_抜粋_
>>>

原子力安全委員会・原子力安全・保安院のこれら施設に対する許可処分、さらに現行設工認の計算値ではガラス固化体の中心温度は410?430℃、貯蔵部天井コンクリートの温度は65℃以下とされていたにもかかわらず、日本原燃が1月28日に公表した『再評価結果報告書』(以下『報告書』)では、「B棟」では500℃・91℃、ガラス固化建屋では463℃・77℃、「東棟」では519℃・101℃、「西棟」では624℃・136℃という、固化体の安全性に重大な問題を生じさせる解析値が出ており、日本原燃は、これら施設の設計変更を示唆しております。(500℃超の問題は別紙をご参照ください。)
この問題については、貴職に対しても1月14日、原子力安全・保安院、日本原燃から報告があったことが報道されました。しかし、私たち原子力資料情報室がこの問題に関する調査をおこなったところ、新たな重大な事実が明らかになりました。

<<<

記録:
>>>

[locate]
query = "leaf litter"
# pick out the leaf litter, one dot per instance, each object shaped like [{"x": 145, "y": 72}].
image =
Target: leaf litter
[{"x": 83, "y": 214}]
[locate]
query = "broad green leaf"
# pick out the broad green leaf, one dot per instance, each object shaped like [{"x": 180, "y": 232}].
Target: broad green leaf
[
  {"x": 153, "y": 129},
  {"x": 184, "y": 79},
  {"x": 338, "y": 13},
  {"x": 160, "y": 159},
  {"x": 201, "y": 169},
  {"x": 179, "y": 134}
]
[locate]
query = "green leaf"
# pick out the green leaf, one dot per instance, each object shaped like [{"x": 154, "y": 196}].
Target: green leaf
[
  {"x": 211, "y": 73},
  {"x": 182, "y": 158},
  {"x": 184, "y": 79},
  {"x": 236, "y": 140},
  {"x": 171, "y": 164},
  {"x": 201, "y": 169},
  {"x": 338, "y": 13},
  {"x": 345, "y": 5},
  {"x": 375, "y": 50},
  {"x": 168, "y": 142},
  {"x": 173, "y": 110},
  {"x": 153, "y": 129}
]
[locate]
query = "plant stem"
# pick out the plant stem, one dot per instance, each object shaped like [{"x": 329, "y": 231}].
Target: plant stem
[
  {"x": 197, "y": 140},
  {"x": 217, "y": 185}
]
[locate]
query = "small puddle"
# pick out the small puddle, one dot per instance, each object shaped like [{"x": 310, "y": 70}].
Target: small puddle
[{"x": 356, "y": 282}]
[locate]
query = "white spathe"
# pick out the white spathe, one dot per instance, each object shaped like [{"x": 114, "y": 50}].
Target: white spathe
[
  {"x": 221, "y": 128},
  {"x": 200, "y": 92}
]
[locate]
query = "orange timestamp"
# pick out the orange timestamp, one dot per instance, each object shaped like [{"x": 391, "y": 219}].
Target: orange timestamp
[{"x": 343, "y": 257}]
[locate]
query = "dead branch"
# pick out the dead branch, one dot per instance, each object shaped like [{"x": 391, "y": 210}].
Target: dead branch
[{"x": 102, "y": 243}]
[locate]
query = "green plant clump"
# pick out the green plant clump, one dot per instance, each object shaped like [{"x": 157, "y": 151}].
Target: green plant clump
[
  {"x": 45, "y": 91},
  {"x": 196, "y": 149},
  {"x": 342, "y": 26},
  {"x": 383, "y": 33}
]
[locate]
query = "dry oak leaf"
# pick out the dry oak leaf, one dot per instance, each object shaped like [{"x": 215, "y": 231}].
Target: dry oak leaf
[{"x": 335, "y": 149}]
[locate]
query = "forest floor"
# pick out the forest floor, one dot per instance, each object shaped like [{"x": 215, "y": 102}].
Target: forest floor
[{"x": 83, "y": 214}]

<<<

_課題一覧_
a: 抜粋について、次の問いに答えてください。
(i) 現行設工認の計算値では、貯蔵部天井コンクリートの温度は何℃以下とされていましたか。
(ii) 日本原燃が1月28日に公表した文書の名称は何ですか。
(iii) この問題に関する調査をおこなった団体はどこですか。
b: 抜粋のうち、「原子力安全委員会・原子力安全」から「な事実が明らかになりました。」までを一字一句違えずに書き写してください。
c: 次の各記述が抜粋の内容と合致するかどうかを「はい」または「いいえ」で答え、判断の根拠となる抜粋中の語句を正確に引用してください。
(i) ガラス固化建屋の解析値は463℃・77℃である。
(ii) 「B棟」の解析値は624℃・136℃である。
(iii) 貴職に対しても1月14日に報告があったことが報道された。

_各課題の解答_
a:
(i) 65℃以下
(ii) 『再評価結果報告書』
(iii) 原子力資料情報室

b:
原子力安全委員会・原子力安全・保安院のこれら施設に対する許可処分、さらに現行設工認の計算値ではガラス固化体の中心温度は410?430℃、貯蔵部天井コンクリートの温度は65℃以下とされていたにもかかわらず、日本原燃が1月28日に公表した『再評価結果報告書』(以下『報告書』)では、「B棟」では500℃・91℃、ガラス固化建屋では463℃・77℃、「東棟」では519℃・101℃、「西棟」では624℃・136℃という、固化体の安全性に重大な問題を生じさせる解析値が出ており、日本原燃は、これら施設の設計変更を示唆しております。(500℃超の問題は別紙をご参照ください。)
この問題については、貴職に対しても1月14日、原子力安全・保安院、日本原燃から報告があったことが報道されました。しかし、私たち原子力資料情報室がこの問題に関する調査をおこなったところ、新たな重大な事実が明らかになりました。

c:
(i) はい　「ガラス固化建屋では463℃・77℃」
(ii) いいえ　『「B棟」では500℃・91℃』
(iii) はい　「貴職に対しても1月14日、原子力安全・保安院、日本原燃から報告があったことが報道されました」